> **Zadanie 1**: W wpisach między wierszem zawierającym "Please outline the shadowed" a wierszem zawierającym "[0,86,550,366]", włącznie z nimi, zamień "mountain" na "hill". Przepisz te wiersze, resztę pozostawiając bez zmian.

─── Podany tekst

Film Marcina Zasady i Marcina Nowaka, którego producentem są Miasto Tychy i Muzeum Miejskie w Tychach, pokazuje w nieszablonowy sposób twórczość projektową Stanisława Niemczyka w szerokim kontekście współczesnej architektury.
- Poruszając temat architektury modernistycznej powojennej w "Archikosmosie" i widząc, jaką konsternację i zaintrygowanie budził na Śląsku, ale głównie poza nim, postanowiliśmy, że powinniśmy kontynuować opowieść o tych czasach i tej wrażliwości. A jednak tym razem opowieść okazała się inna: o geniuszu innej wrażliwości, o innym podejściu niż wielkoskalowe budowle, pokazywane w poprzednim filmie - opowiada Marcin Nowak, który odpowiada za zdjęcia i montaż.

──────

> **Zadanie 2**: Kto według tekstu o filmie odpowiada za zdjęcia i montaż?

─── Wpisy do zadania

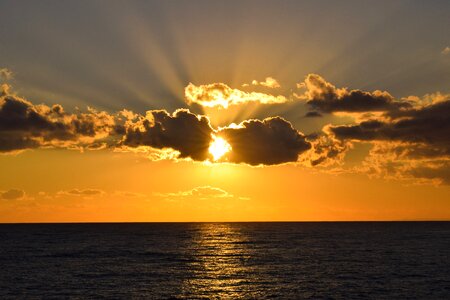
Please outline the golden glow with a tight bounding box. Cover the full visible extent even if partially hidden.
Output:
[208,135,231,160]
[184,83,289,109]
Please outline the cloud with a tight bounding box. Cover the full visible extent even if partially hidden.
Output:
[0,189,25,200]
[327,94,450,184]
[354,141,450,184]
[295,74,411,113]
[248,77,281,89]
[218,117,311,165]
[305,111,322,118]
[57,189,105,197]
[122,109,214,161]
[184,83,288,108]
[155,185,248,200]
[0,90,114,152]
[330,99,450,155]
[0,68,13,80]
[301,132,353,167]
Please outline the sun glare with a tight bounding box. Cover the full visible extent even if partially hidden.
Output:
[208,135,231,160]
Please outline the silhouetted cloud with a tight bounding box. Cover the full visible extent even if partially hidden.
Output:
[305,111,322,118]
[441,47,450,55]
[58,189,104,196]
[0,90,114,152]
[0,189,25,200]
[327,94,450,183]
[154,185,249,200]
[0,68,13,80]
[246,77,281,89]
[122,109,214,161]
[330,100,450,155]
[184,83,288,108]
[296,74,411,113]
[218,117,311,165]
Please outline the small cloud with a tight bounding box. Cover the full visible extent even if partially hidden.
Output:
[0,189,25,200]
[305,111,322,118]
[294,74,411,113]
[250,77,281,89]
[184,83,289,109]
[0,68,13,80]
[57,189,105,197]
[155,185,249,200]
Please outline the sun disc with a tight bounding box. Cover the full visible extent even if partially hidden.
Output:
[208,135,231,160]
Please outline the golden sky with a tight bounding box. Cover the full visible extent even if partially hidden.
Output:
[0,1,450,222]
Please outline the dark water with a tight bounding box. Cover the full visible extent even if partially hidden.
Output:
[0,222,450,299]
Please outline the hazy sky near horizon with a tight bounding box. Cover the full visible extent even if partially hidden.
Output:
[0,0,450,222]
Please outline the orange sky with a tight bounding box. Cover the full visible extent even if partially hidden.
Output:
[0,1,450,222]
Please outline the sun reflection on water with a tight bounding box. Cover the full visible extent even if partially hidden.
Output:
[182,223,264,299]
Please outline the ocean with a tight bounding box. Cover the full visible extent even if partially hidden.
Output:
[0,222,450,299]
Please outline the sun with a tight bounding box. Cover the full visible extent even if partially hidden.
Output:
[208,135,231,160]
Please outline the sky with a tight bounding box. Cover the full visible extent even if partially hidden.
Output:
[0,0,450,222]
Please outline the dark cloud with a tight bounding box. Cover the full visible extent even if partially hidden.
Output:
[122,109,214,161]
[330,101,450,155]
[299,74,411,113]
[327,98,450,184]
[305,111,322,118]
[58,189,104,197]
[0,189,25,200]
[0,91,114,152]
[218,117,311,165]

──────
─── Wpisy do zadania

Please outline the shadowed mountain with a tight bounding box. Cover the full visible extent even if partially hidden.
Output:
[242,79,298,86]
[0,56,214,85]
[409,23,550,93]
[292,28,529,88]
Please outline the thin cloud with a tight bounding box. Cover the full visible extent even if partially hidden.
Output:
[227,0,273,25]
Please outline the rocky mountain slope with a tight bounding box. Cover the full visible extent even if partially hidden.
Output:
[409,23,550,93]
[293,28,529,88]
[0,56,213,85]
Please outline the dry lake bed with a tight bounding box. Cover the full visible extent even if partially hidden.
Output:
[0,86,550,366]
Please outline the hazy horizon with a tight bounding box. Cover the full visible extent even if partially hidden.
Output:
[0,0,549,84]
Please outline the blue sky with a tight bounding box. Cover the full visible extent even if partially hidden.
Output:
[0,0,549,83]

──────
─── Wpisy do zadania

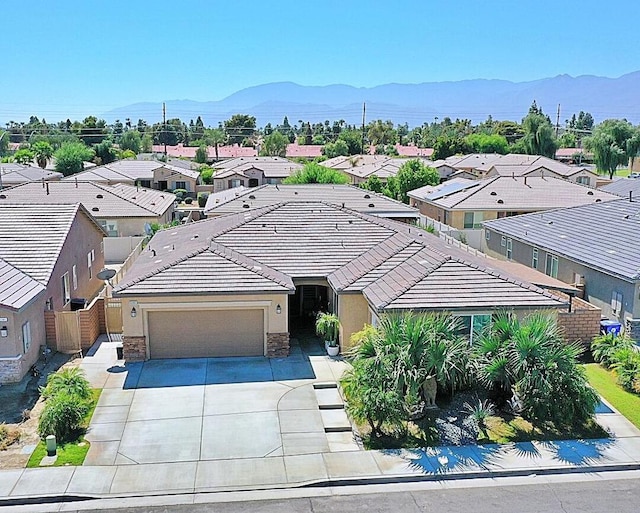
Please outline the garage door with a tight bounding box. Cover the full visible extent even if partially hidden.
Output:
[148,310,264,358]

──────

> **Odpowiedź pisemna 1**:
Please outline the shadowed hill with a tight bounding box. Cover the full visible extent even if partially hidden.
Output:
[242,79,298,86]
[0,56,214,85]
[409,23,550,93]
[292,28,529,88]
Please outline the thin cloud with a tight bounding box. Cover the full visible extent even if partially hidden.
Output:
[227,0,273,25]
Please outline the rocky hill slope with a tight bounding box. Cover the full visible extent even if partially hidden.
Output:
[409,23,550,93]
[293,28,529,88]
[0,56,213,85]
Please outline the dry lake bed with a tight bounding box. Cover the full visible extent even if partially hidden.
Output:
[0,86,550,366]

> **Odpowiedź pisemna 2**: Marcin Nowak.